● Exercise task:
Reproduce each of the lines below verbatim, omitting the pictures from your output.

------ Records shown ------

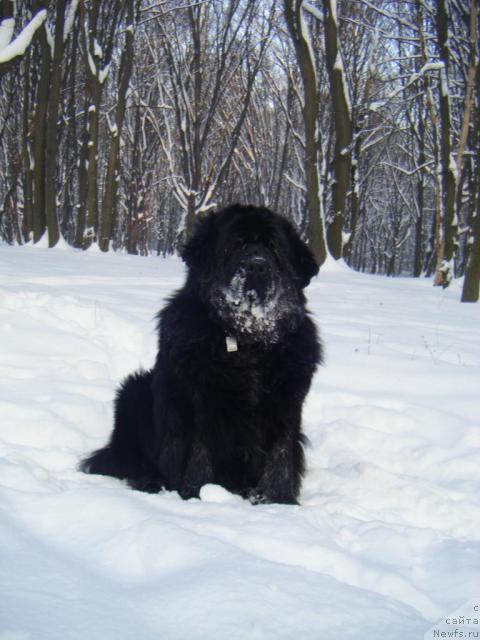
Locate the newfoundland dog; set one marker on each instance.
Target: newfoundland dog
(237, 352)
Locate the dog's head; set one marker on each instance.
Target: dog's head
(251, 266)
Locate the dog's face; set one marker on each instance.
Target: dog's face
(250, 265)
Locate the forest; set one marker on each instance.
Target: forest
(122, 121)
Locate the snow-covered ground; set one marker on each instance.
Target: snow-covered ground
(386, 541)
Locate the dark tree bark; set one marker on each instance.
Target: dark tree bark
(51, 153)
(109, 204)
(343, 131)
(445, 258)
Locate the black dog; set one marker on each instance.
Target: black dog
(237, 352)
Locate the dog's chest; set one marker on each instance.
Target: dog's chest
(251, 370)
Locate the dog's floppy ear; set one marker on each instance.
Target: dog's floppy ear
(198, 250)
(303, 259)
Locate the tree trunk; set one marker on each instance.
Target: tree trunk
(343, 130)
(109, 204)
(316, 235)
(445, 257)
(52, 129)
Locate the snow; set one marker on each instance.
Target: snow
(18, 46)
(385, 543)
(7, 27)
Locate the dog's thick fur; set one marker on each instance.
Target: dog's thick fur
(205, 414)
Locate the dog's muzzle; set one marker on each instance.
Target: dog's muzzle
(258, 271)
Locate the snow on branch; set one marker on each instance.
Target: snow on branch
(429, 66)
(23, 40)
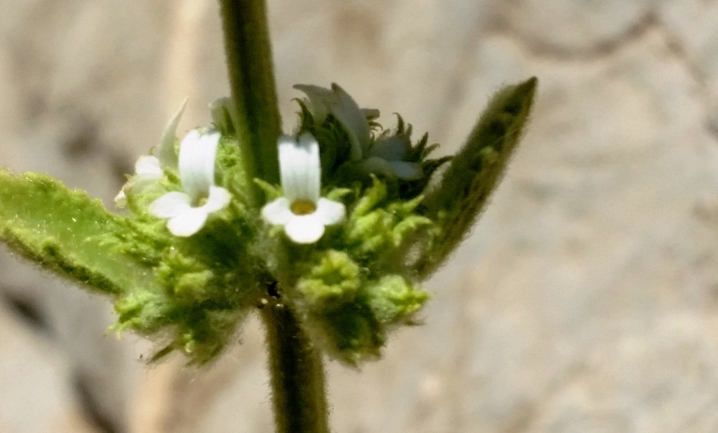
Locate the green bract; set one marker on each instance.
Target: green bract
(395, 218)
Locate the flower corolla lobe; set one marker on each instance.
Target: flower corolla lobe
(302, 211)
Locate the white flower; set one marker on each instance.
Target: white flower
(302, 211)
(148, 169)
(187, 211)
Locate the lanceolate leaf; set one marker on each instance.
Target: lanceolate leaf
(66, 231)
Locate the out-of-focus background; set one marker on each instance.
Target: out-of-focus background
(586, 300)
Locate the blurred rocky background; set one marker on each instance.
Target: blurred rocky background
(585, 301)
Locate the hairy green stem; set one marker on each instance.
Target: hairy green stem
(297, 374)
(251, 77)
(296, 369)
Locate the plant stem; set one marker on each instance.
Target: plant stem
(296, 369)
(297, 374)
(251, 77)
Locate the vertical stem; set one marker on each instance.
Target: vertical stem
(297, 374)
(296, 369)
(251, 77)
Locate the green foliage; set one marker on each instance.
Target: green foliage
(349, 290)
(64, 231)
(476, 170)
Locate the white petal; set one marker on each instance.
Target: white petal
(196, 162)
(167, 154)
(188, 222)
(218, 199)
(304, 229)
(170, 205)
(329, 211)
(148, 167)
(300, 168)
(277, 212)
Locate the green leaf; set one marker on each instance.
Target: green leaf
(64, 230)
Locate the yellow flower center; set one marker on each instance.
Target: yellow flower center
(302, 207)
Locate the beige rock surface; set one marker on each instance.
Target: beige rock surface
(585, 301)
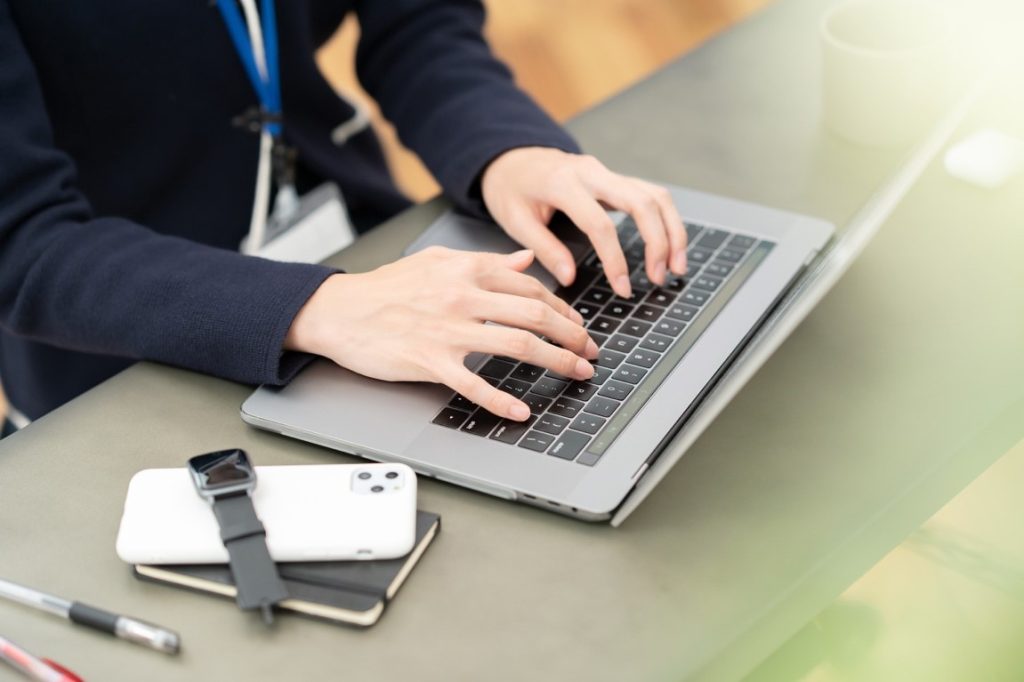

------

● Result of the task:
Locate the newfoundland dog; set one marker on each instance.
Target: newfoundland dog
(237, 352)
Locate the dog's head; set one marker on each instance.
Target: dog's head
(251, 266)
Locate the dog's face; set one marker on each instance.
Target: dog's face
(250, 265)
Locate the forest; set one marker on each instance.
Target: forest
(122, 121)
Locate the snow-covered ground; set one marker on each instance.
Target: snow-covered ground
(386, 541)
Locate the dark tree bark; set one marker on each instance.
Target: dark tree bark
(51, 153)
(109, 204)
(343, 131)
(445, 258)
Locate the black dog; set one marker on each instance.
Target: black dog
(237, 352)
Locate the dog's chest; set one marker on each instance.
Target: dog's chest
(251, 370)
Locate the dog's floppy ear; set one marker on each instance.
Target: dog's floppy ear
(198, 250)
(303, 259)
Locate the tree trunk; set one marker on each instance.
Target: tree trunk
(343, 130)
(109, 204)
(316, 235)
(445, 257)
(52, 129)
Locate the snow; set one marker on each instance.
Target: snow
(18, 46)
(385, 543)
(7, 27)
Locate the dog's thick fur; set one marker on each instance.
Target: dog's thick fur
(205, 414)
Locate the dog's muzzle; set one marker on each instance.
Target: dog's muzzle
(258, 271)
Locate the snow on branch; set one marker on each instance.
Target: snow on branch
(429, 66)
(23, 40)
Locate the green bract; set one marker on each instance.
Target: green bract
(395, 218)
Locate the flower corolla lobe; set one marker on each instance.
Target: flower corolla lobe
(302, 211)
Locate the white flower; set one marker on each instance.
Target: white flower
(302, 211)
(148, 169)
(187, 211)
Locate the lanceolate leaf; set one marker on each instance.
Target: lanceolate leaf
(66, 231)
Locate the out-of-focus background; set one marker on each instance.
Target: out-of-focus background
(586, 300)
Locate the blurred rocky background; set one marker on each instance.
Target: blurred rocky background
(585, 301)
Locate the hairy green stem; set one marker on each instance.
Target: hairy green stem
(297, 374)
(251, 77)
(296, 369)
Locate the plant stem; set one marker on each instance.
Target: plant stem
(296, 369)
(297, 374)
(251, 77)
Locate the vertical stem; set one marker on each instance.
Target: vertical stem
(297, 374)
(296, 369)
(251, 77)
Locate the green foliage; set one marker on each instance.
Target: green foliage
(349, 290)
(64, 231)
(476, 170)
Locate the white petal; set one marker on each instance.
Target: white petal
(196, 162)
(167, 154)
(188, 222)
(218, 199)
(304, 229)
(170, 205)
(329, 211)
(148, 167)
(300, 168)
(277, 212)
Locate the green leaf; set one marker on each instance.
Target: green leaf
(64, 230)
Locate the yellow flower center; set one marker on each instance.
Target: yellow flower center
(302, 207)
Locate the beige rock surface; set one marker on each instance.
Target: beige rock surface
(585, 301)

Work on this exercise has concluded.